• [What you will do]:
**A)** Retype the memory addressing passage, starting with "2. Extract byte" and going on through "pointer are ignored.".
**B)** According to the memory addressing passage, how many instructions does it take on the Alpha to load a byte from memory using a byte pointer in a register?
**C)** Proceed with the memory addressing passage, picking up after its final sentence.

• [Selection]:
┄┄┄┄┄┄┄┄┄┄┄┄┄┄┄┄┄┄┄┄

Given that good compilers avoid non-aligned operands, it is fair to ask, why bother supporting them in hardware.

The designers of the DEC Alpha RISC architecture took an extreme position. This machine has 64-bit registers, and it supports direct load and store of 64-bit and 32-bit operands, with no support of non-aligned 64-bit operands, and no load or store operations for operands smaller than 32 bits.

Memory addresses on the Alpha are still byte addresses, so each byte in memory can be given an address, but the least significant 2 bits of the address are not used outside the CPU. Given a byte pointer in a register on the Alpha, loading a byte from memory takes a 2-instruction sequence:

  1. Load 32-bit word using the byte pointer. The 2 least significant bits of the pointer are ignored by this instruction.
  2. Extract byte from word using the byte pointer. This instruction uses only the 2 least significant bits of the byte pointer, using them to control an alignment network inside the ALU stage of the pipeline.

The code to store a byte in an arbitrary memory address is even more complex:

  1. Load 32-bit word using the byte pointer. The 2 least significant bits of the pointer are ignored by this instruction.
  2. Insert byte in word using the byte pointer. This instruction uses only the 2 least significant bits of the byte pointer, using them to control an alignment network inside the ALU stage of the pipeline.
  3. Store the updated 32-bit word using byte pointer. As with the load instruction, the 2 least significant bits of the pointer are ignored.

These instruction sequences seem quite unwieldy, but the designers of the Alpha emphasized the importance of carefully hand coding very high performance string operations that manipulated strings using 64-bit parallel data transfers whenever possible. As a result, the performance of the Alpha has proven to be extremely good; for many years, the Alpha was the fastest microprocessor available (current models still outperform the Itanium, according to benchmarks done by Silicon Graphics).

Address Translation

Since around 1970, most operating systems of any significance have assumed the availability of a memory management unit, sitting between the CPU and main memory and able to translate virtual addresses output from the CPU to physical addresses used in memory.

┄┄┄┄┄┄┄┄┄┄┄┄┄┄┄┄┄┄┄┄

• [Records supplied]:
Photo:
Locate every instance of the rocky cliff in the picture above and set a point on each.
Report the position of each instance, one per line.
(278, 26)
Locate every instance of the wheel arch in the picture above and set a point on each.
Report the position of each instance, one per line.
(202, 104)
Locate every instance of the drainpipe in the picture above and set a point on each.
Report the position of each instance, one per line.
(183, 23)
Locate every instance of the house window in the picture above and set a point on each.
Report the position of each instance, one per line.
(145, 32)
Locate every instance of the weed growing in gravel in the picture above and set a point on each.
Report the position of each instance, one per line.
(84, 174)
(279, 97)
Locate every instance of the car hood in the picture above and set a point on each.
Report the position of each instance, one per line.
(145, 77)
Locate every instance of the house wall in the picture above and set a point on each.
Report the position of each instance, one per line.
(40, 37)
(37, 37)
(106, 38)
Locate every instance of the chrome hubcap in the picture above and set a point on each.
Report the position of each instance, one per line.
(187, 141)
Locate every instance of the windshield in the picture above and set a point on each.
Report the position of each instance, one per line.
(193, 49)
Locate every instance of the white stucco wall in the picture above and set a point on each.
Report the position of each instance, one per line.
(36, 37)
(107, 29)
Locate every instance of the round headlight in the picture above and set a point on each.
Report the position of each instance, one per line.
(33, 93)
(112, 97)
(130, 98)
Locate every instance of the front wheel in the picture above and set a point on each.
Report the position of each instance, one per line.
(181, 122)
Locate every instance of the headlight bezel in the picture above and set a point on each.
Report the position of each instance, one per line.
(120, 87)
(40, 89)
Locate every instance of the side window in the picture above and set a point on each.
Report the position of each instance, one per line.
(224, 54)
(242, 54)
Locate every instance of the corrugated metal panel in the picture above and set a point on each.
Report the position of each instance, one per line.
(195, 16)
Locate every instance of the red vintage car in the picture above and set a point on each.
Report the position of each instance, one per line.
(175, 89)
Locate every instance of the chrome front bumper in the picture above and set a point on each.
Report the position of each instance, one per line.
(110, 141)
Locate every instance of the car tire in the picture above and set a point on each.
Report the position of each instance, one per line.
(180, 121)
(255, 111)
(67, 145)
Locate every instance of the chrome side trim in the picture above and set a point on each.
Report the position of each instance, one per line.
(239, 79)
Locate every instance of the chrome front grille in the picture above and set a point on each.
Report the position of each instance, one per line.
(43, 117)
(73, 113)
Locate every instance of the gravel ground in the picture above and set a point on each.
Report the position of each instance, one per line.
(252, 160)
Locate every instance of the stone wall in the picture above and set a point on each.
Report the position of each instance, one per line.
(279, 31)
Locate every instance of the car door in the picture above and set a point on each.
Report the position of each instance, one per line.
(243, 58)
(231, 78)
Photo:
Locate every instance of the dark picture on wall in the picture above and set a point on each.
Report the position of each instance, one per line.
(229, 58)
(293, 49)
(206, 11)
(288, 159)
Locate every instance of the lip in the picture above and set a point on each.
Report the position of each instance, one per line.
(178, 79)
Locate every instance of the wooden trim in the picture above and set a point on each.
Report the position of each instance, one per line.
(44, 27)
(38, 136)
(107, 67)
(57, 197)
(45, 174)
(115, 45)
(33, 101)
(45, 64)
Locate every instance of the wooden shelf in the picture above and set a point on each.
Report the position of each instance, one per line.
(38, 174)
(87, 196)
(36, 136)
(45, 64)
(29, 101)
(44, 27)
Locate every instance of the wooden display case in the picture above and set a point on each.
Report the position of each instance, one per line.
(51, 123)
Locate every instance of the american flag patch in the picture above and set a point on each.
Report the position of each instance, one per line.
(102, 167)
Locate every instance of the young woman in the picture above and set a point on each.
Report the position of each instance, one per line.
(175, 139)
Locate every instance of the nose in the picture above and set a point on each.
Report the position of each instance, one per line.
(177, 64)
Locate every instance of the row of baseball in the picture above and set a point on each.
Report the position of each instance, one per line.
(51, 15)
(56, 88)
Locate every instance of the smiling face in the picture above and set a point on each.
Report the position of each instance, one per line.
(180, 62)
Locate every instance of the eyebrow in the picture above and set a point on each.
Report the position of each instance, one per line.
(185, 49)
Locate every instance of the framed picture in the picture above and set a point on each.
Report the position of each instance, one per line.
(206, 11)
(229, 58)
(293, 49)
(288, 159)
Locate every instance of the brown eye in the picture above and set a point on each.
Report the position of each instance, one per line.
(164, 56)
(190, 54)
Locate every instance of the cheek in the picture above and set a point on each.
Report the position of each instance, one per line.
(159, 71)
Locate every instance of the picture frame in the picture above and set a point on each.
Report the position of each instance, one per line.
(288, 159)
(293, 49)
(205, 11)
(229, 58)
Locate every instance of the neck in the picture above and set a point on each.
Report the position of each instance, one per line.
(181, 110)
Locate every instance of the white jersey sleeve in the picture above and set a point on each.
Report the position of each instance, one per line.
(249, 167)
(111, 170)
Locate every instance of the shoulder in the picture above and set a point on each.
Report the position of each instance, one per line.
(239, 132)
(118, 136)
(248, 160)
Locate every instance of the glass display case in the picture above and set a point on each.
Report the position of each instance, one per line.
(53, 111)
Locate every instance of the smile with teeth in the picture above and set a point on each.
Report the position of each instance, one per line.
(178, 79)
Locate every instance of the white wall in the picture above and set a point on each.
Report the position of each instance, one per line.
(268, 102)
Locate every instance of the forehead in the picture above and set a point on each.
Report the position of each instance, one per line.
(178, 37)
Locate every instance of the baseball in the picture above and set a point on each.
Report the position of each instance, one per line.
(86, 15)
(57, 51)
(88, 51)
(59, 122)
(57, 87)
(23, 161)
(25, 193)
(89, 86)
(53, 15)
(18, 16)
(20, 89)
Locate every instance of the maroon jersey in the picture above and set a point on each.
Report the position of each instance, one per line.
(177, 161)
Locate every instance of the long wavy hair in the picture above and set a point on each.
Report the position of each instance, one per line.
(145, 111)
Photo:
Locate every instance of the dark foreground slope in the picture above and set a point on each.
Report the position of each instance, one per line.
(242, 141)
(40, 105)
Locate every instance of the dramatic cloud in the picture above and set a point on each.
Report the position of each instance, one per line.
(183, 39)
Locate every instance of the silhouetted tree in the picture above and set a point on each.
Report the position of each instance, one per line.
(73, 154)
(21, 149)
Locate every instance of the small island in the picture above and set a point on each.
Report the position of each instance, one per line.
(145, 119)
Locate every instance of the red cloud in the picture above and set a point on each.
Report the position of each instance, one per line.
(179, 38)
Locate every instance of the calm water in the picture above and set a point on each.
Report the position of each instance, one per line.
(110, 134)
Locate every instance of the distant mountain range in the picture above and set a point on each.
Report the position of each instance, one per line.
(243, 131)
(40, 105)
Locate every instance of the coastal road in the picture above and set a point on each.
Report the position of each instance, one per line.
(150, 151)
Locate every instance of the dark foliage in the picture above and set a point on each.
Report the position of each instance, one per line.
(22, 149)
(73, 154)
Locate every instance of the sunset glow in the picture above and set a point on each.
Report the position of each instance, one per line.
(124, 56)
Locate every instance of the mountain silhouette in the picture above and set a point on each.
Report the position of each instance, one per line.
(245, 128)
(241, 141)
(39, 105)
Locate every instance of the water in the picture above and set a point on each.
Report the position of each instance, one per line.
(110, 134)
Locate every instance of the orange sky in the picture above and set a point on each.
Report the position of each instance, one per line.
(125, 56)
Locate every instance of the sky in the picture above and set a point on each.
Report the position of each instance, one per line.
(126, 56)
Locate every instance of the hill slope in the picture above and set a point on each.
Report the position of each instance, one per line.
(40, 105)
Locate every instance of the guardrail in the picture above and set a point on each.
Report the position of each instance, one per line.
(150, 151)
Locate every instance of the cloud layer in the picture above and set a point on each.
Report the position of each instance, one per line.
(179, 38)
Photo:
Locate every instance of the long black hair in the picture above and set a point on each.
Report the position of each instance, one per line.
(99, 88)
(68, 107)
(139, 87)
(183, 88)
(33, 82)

┄┄┄┄┄┄┄┄┄┄┄┄┄┄┄┄┄┄┄┄

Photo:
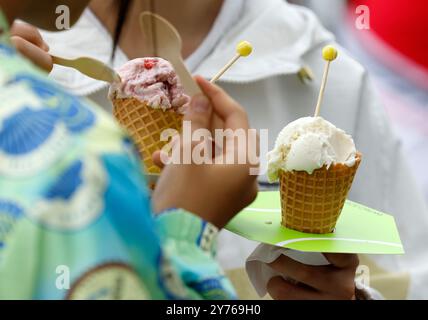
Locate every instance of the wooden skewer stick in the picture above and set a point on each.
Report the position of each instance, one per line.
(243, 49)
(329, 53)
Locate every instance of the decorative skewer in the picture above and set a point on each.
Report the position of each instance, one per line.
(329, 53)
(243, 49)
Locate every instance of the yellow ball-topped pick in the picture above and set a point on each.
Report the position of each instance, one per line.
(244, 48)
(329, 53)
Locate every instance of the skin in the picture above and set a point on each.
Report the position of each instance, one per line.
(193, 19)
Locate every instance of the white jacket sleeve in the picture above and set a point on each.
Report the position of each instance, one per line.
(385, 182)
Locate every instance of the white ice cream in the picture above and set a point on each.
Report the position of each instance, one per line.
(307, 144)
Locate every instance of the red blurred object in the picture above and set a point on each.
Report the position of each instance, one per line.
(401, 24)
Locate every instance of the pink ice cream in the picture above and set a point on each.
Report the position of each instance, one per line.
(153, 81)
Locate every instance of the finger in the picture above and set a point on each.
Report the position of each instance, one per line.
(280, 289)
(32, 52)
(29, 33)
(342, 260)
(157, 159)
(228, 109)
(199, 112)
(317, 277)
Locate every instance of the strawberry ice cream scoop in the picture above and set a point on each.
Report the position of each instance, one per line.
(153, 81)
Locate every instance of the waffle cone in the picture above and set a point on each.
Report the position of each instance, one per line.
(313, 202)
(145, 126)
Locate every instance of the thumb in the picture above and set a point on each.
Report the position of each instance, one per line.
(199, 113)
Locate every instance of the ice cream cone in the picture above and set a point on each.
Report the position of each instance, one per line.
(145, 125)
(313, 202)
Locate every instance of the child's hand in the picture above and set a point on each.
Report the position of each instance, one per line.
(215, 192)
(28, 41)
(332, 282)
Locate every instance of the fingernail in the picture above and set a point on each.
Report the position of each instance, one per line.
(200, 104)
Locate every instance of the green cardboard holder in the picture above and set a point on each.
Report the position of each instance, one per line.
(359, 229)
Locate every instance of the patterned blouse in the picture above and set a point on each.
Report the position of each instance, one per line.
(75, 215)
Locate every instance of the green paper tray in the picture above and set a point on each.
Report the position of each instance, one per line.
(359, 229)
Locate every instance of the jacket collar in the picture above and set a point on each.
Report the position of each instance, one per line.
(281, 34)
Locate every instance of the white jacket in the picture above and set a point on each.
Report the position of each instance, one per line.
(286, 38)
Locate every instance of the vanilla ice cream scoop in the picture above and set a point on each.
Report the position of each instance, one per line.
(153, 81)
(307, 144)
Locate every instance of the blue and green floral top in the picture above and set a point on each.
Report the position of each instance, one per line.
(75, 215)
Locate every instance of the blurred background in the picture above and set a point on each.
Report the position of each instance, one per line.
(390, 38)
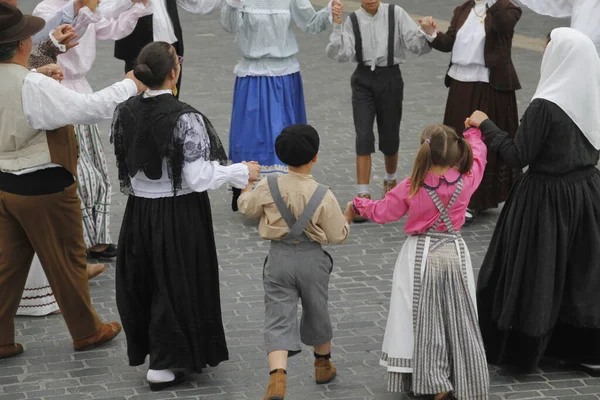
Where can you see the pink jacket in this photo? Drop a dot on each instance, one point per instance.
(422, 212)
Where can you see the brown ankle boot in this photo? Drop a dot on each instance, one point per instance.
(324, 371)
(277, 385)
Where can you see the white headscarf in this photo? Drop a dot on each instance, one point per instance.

┄┄┄┄┄┄┄┄┄┄┄┄┄┄┄┄┄┄┄┄

• [Answers for this exercise]:
**A)**
2. Extract byte from word using the byte pointer. This instruction uses only the 2 least significant bits of the byte pointer, using them to control an alignment network inside the ALU stage of the pipeline.

The code to store a byte in an arbitrary memory address is even more complex:

  1. Load 32-bit word using the byte pointer. The 2 least significant bits of the pointer are ignored by this instruction.
  2. Insert byte in word using the byte pointer. This instruction uses only the 2 least significant bits of the byte pointer, using them to control an alignment network inside the ALU stage of the pipeline.
  3. Store the updated 32-bit word using byte pointer. As with the load instruction, the 2 least significant bits of the pointer are ignored.

**B)** Two instructions.

**C)**
         _____               data               _____
        |     |  |--------------------------|  |     |
	| CPU |--|          _____           |--| RAM |
	|_____|  |---------|     |----------|  |_____|
                   virtual | MMU | physical
                   address |_____| address

The naive programmer generally does not want to know about physical addresses and would prefer to ignore the presence of the memory management unit in the system. The naive system programmer knows it is there and typically prefers a very simple model of its function based on a set of data structures that are all in RAM:

            page    word in page
         ___________ ___________
        |___________|___________| Virtual address
              |           |
              |            --------------------
              |                                |
              |             page table         |
              |                                |
              |         rights  frame          |
              |          ________________      |
              |         |____|___________|     |
              |         |____|___________|     |
               -------->|____|___________|     |
                        |____|___________|     |
                        |____|___________|     |
                        |____|___________|     |
                        |____|___________|     |
                           |       |           |
        Rights <-----------        |           |
                              _____|_____ _____|_____
            Physical address |___________|___________|

                                 frame   word in frame

If the rights field of the table entry indicates that that table entry is invalid, or if the rights field says that a table entry is read-only but the program attempted a write operation, the memory management unit will abort the memory access and force the CPU to trap.

If we actually built memory management units like this, the performance penalty would be immense! For each memory reference by an applications program, the MMU would have to add the page number field of the virtual address to the base address of the page table to construct the address of a page-table entry, read the page-table entry from RAM, and then use it to construct a physical address. Thus, each main memory reference from the CPU would take two memory cycles, one for address translation and one for the actual data transfer.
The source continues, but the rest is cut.